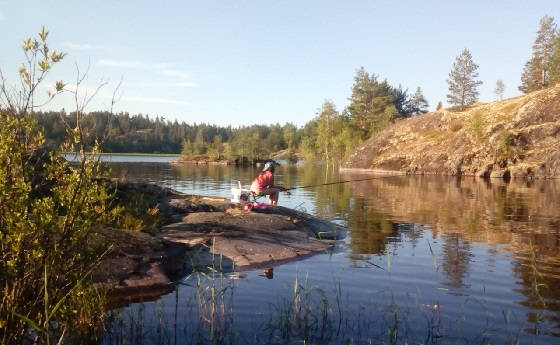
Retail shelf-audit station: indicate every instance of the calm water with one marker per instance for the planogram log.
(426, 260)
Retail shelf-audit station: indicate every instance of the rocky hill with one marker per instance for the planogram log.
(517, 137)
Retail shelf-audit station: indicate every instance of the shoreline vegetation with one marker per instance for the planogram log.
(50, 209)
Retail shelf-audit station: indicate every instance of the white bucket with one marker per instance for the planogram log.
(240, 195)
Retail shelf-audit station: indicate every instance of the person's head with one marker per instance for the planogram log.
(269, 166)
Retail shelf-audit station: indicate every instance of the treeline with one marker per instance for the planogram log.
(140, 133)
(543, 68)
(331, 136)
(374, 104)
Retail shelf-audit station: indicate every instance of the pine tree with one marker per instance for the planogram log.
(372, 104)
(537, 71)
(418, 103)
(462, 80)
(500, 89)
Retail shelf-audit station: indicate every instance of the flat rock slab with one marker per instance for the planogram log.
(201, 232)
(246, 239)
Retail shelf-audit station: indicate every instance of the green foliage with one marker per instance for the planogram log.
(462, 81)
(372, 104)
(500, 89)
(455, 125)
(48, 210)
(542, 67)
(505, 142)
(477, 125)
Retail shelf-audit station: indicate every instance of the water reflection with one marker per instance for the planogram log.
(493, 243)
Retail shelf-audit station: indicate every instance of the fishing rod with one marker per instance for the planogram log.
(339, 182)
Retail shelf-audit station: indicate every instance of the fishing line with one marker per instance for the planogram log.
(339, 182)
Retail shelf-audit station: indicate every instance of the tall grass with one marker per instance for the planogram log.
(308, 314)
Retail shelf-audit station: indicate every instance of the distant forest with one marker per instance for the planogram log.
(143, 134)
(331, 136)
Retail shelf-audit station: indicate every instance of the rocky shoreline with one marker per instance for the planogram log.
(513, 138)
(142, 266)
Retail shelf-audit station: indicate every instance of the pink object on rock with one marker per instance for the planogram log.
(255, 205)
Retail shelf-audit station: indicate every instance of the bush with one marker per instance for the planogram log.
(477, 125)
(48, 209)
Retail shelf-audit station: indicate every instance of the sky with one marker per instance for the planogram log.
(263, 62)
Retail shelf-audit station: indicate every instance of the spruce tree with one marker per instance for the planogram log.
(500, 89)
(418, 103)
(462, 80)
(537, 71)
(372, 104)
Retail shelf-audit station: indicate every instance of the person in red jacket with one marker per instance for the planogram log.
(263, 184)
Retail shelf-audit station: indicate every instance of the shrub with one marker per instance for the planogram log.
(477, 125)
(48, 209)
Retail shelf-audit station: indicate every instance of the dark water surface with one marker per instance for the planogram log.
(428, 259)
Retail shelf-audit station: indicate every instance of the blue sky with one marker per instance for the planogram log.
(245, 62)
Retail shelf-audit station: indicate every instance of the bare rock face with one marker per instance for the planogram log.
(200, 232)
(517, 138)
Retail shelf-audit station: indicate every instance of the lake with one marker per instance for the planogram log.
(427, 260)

==

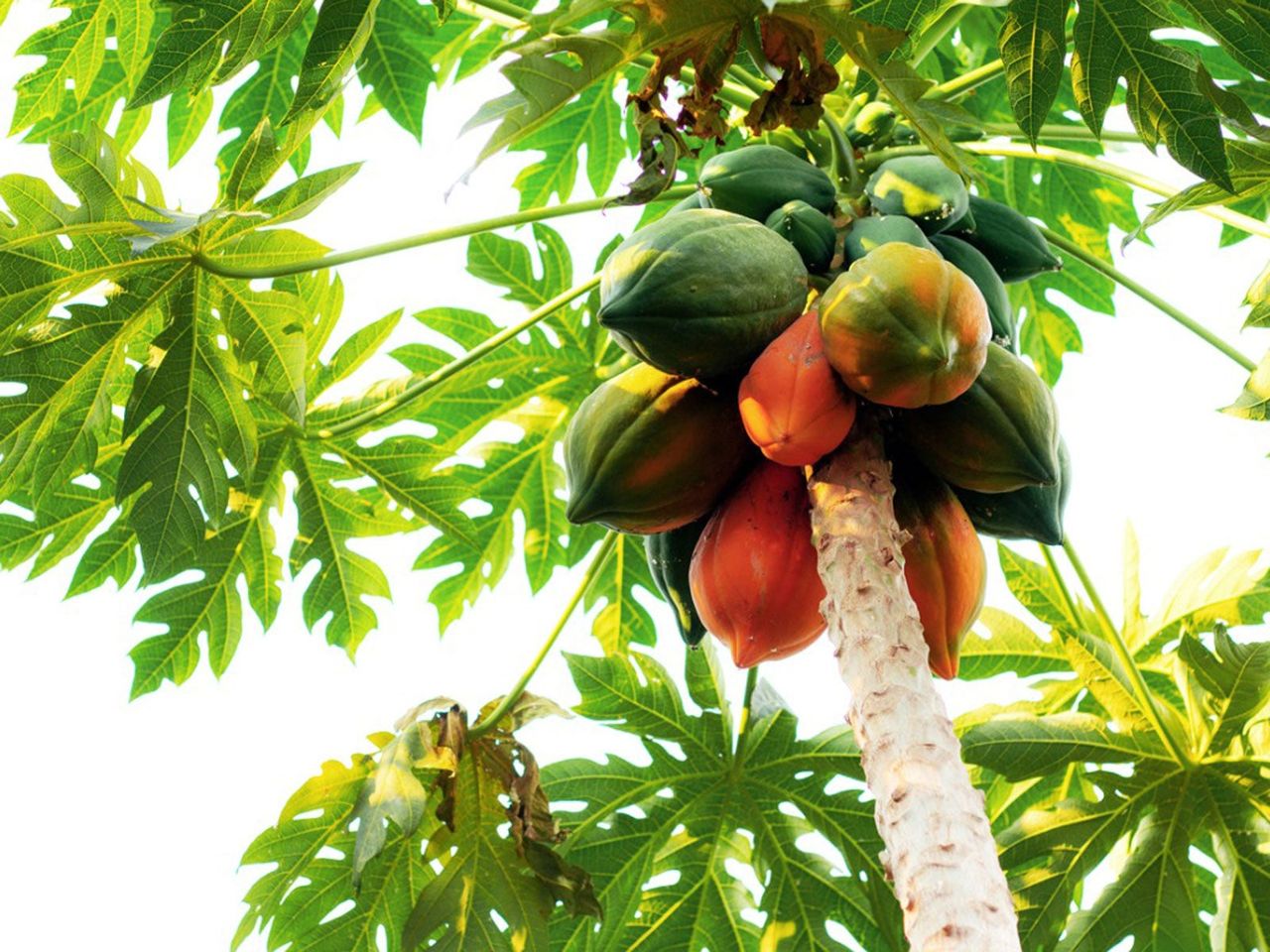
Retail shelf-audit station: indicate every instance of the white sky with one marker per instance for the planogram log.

• _WORK TO COMPLETE_
Return every line of the rows above that contains the word "rocky".

• _FULL SOLUTION_
Retail shelf-audit station: indicate every instance of the rocky hill with one marker per instance for the planogram log.
Retail shelf-audit station: indicate every instance of the rocky shoreline with one marker per instance for the planogram log.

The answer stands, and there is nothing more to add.